Will you quote only the lines starting at the one that contains "Request = locate the distant" and ending with the last line of the listing below, inclusive?
====== EXERCISE INPUT ======
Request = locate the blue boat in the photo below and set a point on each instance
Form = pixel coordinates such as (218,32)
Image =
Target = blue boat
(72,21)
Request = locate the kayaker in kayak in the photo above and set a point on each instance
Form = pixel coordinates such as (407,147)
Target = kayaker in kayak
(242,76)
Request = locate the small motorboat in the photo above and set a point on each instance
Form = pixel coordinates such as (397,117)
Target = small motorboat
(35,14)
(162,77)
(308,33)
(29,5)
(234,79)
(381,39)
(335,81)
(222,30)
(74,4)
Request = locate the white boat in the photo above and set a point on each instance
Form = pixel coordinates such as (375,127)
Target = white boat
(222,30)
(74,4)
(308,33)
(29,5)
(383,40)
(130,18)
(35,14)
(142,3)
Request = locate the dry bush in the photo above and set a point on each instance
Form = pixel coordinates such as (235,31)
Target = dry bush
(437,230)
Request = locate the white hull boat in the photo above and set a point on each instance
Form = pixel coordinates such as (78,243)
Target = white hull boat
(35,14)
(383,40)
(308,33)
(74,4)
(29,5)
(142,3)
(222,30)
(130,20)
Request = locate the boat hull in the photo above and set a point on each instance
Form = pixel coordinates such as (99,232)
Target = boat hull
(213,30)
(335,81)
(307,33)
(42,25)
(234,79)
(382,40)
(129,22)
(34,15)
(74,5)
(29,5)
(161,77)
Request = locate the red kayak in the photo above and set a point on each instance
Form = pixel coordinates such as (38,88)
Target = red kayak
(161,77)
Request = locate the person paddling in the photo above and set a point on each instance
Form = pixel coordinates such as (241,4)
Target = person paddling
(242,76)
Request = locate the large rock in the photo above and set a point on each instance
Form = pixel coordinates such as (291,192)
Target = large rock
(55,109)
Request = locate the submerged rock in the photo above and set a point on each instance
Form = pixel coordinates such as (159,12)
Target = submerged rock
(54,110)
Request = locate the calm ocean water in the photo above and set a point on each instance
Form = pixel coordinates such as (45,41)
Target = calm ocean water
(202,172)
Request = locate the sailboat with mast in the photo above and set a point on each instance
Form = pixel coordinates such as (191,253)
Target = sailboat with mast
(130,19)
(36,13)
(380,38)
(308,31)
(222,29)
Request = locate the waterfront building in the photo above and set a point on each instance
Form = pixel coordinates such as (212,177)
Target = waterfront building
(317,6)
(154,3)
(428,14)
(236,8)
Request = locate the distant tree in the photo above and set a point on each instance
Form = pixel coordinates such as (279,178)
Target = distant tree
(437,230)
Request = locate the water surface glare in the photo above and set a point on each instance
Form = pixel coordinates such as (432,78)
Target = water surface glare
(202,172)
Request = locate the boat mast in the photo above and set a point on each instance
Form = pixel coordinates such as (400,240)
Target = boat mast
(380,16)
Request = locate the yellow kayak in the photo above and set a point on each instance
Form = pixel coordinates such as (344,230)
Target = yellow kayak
======
§ FINISHED ANSWER
Request = locate the distant tree in the photo above and set a point on each instance
Form = pixel coordinates such as (279,178)
Target = distant tree
(437,230)
Request = locate the water surface glare in the photo above and set a point on each instance
Form = pixel coordinates such as (432,78)
Target = water surface glare
(202,172)
Request = locate the boat mast in the photo above and set a point on each instance
Form = pixel coordinates such as (400,240)
Target = boat mast
(380,16)
Request = locate the yellow kayak in the photo above and set a point on each instance
Form = pixel coordinates such as (344,230)
Target = yellow kayak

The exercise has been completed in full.